(Position identification records)
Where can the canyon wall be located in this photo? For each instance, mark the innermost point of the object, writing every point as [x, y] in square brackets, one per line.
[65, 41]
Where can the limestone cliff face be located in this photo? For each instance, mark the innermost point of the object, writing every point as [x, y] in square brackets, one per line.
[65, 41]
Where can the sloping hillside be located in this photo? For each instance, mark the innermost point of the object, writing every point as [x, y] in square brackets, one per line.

● TASK REQUIREMENTS
Return the lines above, from the one containing "Where can the limestone" to the end, exactly as they stand.

● RESULT OF THE TASK
Where can the limestone cliff face be located in this photo? For each instance, mark the innermost point of the object, writing every point as [x, y] in square brackets, one per line.
[65, 41]
Where can the sloping hillside be located in this photo? For each instance, mark the innermost point of the object, writing every point as [x, y] in square brackets, one per line.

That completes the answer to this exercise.